What you are asked to do
Each entry below is to be written out exactly, and the pictures are to be left out.

★ ★ ★ ★

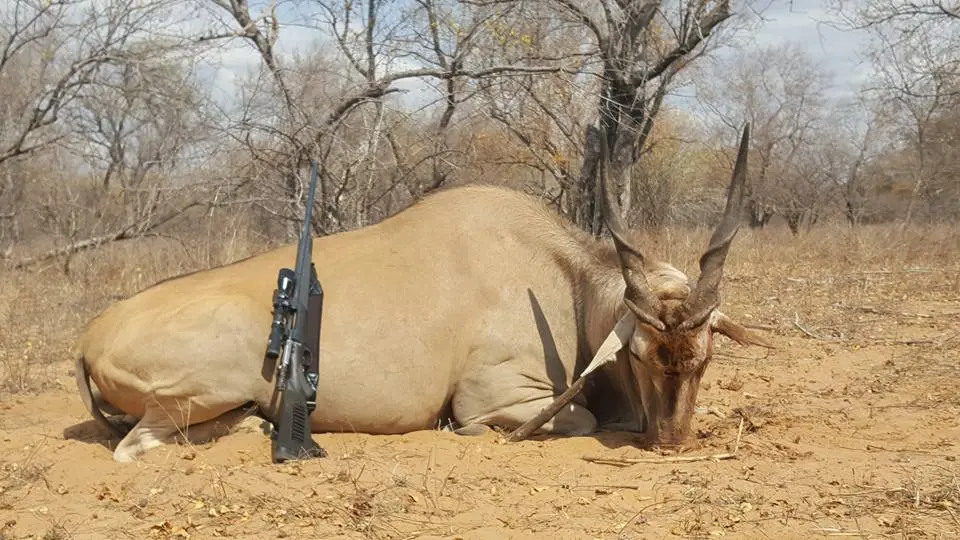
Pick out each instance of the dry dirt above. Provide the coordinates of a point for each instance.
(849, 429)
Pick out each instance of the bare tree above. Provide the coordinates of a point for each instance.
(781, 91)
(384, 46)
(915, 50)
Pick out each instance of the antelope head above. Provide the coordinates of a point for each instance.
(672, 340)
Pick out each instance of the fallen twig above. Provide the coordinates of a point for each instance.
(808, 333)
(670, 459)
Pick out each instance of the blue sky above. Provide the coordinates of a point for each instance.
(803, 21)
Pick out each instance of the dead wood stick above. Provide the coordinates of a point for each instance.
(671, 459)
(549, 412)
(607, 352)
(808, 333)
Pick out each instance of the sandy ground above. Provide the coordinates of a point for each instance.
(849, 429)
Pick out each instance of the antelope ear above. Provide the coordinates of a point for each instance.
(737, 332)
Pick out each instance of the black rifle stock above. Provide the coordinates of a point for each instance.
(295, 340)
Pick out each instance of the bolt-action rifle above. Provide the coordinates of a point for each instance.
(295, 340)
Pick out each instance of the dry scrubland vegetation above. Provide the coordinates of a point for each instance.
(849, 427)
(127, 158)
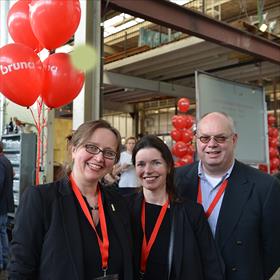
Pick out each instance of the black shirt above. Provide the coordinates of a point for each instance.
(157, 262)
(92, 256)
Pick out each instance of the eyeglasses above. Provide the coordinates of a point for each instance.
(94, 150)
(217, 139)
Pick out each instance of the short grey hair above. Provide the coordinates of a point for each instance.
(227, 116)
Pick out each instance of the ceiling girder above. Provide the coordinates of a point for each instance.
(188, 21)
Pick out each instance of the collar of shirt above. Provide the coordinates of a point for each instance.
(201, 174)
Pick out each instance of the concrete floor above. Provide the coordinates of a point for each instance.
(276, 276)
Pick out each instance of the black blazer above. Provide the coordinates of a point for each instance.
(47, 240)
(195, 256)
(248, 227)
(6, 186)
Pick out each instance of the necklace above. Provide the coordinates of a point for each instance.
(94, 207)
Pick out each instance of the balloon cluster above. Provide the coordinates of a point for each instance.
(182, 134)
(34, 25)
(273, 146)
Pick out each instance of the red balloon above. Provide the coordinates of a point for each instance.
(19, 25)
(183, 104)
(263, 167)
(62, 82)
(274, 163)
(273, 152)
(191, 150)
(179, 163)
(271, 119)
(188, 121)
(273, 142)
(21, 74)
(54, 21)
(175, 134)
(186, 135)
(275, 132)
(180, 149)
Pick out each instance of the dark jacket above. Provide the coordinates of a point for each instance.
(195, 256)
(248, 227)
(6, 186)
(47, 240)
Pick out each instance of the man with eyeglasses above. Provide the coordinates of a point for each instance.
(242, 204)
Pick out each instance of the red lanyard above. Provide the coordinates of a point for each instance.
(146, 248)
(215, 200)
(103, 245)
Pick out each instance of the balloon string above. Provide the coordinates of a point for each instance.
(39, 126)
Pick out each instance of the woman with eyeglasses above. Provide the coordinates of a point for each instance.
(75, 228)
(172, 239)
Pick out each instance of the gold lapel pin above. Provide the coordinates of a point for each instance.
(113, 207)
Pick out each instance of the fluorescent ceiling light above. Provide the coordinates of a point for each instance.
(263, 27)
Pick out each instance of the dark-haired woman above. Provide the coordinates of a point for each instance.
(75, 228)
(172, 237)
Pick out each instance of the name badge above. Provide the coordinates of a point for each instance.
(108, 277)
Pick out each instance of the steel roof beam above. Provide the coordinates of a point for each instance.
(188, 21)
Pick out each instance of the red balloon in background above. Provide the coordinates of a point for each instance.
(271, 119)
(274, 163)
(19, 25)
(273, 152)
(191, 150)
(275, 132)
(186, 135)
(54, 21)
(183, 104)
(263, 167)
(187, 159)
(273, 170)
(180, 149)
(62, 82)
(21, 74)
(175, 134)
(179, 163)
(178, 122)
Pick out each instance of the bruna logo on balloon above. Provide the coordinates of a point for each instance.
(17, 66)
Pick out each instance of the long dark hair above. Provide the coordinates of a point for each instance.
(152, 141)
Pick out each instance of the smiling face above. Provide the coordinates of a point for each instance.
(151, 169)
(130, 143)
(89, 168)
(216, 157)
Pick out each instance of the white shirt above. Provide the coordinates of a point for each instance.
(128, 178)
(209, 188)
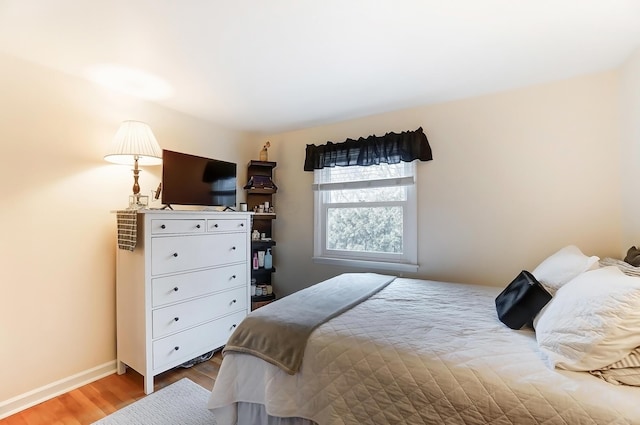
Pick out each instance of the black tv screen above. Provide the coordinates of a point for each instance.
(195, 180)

★ ★ ★ ★

Answer box
Pick out each instance of the dry dirt above. Provide the coordinates of a point for each instance.
(849, 429)
Pick out each instance of the bare tree above. Provide the coordinates of a point for each instance.
(781, 91)
(384, 46)
(915, 50)
Pick out each instance of the antelope head above. Provide the coordinates of a point for each instance.
(672, 340)
Pick out each instance of the fallen twig above. Provide the coordinates of a point for each instance.
(808, 333)
(670, 459)
Pick out each instance of the blue sky above. Provide the coordinates of a point for each instance.
(803, 21)
Pick out each instance of the dead wood stick above. Provide the coordinates of a point for each instance.
(671, 459)
(549, 412)
(607, 352)
(808, 333)
Pick out each instance of the sandy ground above. Provide the coordinates of a point for each instance.
(849, 429)
Pick out each instance of the antelope ear above. Provide the coordinates of a point for each instance.
(737, 332)
Pick out each instance of the black rifle stock above. Provide the coordinates of a point for each instance.
(295, 340)
Pick out each instance of the bolt-action rifle above. Provide the coordinates of a point for each instance.
(295, 340)
Pick out each instance of the dry scrubland vegetation above. Provide the coordinates of a point for each instance.
(849, 427)
(127, 158)
Pick out each instance of the black shirt above. Provide the coordinates of a point for each instance.
(157, 262)
(92, 256)
Pick out each instance of the eyeglasses above. Provide the coordinates of a point for each instance.
(94, 150)
(217, 139)
Pick out each instance of the short grey hair above. Provide the coordinates of a point for each instance.
(227, 116)
Pick out each instance of the ceiling girder above. Provide the coordinates of a point for each instance.
(188, 21)
Pick out each instance of the collar of shirt above. Provide the coordinates of a point for each instance.
(201, 174)
Pick out each instance of the concrete floor above. Provide the coordinates of a point for each instance.
(276, 276)
Pick out each instance of the black blazer above. Provide the coordinates of a point for each instance.
(47, 240)
(195, 256)
(248, 227)
(6, 186)
Pick out each instance of the necklace above. Provide the coordinates of a point for each instance.
(94, 207)
Pick out each instance of the balloon cluster above. Provide the coordinates of a point for each instance.
(182, 134)
(34, 25)
(273, 146)
Pick out each instance of the red balloon above. Provide the coordinates of a point for each instance.
(19, 25)
(183, 104)
(263, 167)
(62, 82)
(274, 163)
(273, 152)
(191, 150)
(179, 163)
(271, 119)
(188, 121)
(273, 142)
(21, 74)
(54, 21)
(175, 134)
(186, 135)
(275, 132)
(180, 149)
Pick out each instance of the dark jacket above. Provide the coordinates of a point for each instance.
(195, 256)
(248, 227)
(6, 186)
(47, 240)
Pick out each instance of the man with eyeglasses above. Provide the coordinates of a point for each instance.
(242, 204)
Pick out each instance of the red lanyard above. Provide the coordinates of a point for each instance.
(146, 248)
(215, 200)
(103, 245)
Pick out each instance of the balloon string above. Provide the coordinates of a point for each instance.
(39, 126)
Pick out each instance of the woman with eyeglasses above. Provide the coordinates of a point for each instance.
(75, 228)
(172, 239)
Pick out each instance of the gold lapel pin above. Provide the coordinates of a point for each instance.
(113, 207)
Pick out each instance of the fluorescent ceiling light above. Provide the coordinates of a point for each instance.
(263, 27)
Pick out each instance of the dark-haired woman above. Provide the coordinates of a point for each instance.
(75, 228)
(172, 237)
Pick out each instance of the name badge above. Provide the coordinates of a point for each instance.
(108, 277)
Pick out each instance of the steel roof beam above. Provide the coordinates of a point for each instance.
(188, 21)
Pick out each instance of the red balloon in background above. Provide the coordinates of a point for each instance.
(271, 119)
(274, 163)
(19, 25)
(273, 152)
(191, 150)
(275, 132)
(186, 135)
(54, 21)
(183, 104)
(263, 167)
(187, 159)
(273, 170)
(180, 149)
(62, 82)
(21, 74)
(175, 134)
(179, 163)
(178, 122)
Pick out each instance of the bruna logo on balloon above. Provide the coordinates of a point for each instance.
(17, 66)
Pick out each instance of the long dark hair above. Provide the coordinates of a point for each instance.
(152, 141)
Pick out each instance of the smiling face above. Provide the coordinates of a point for each instance.
(151, 169)
(130, 143)
(89, 168)
(216, 157)
Pick out each instance of the white shirt above. Provide the coordinates of a point for each instance.
(128, 178)
(209, 188)
Pick out each instance of the black tv screen above. Provide the coordinates of a point for each instance.
(195, 180)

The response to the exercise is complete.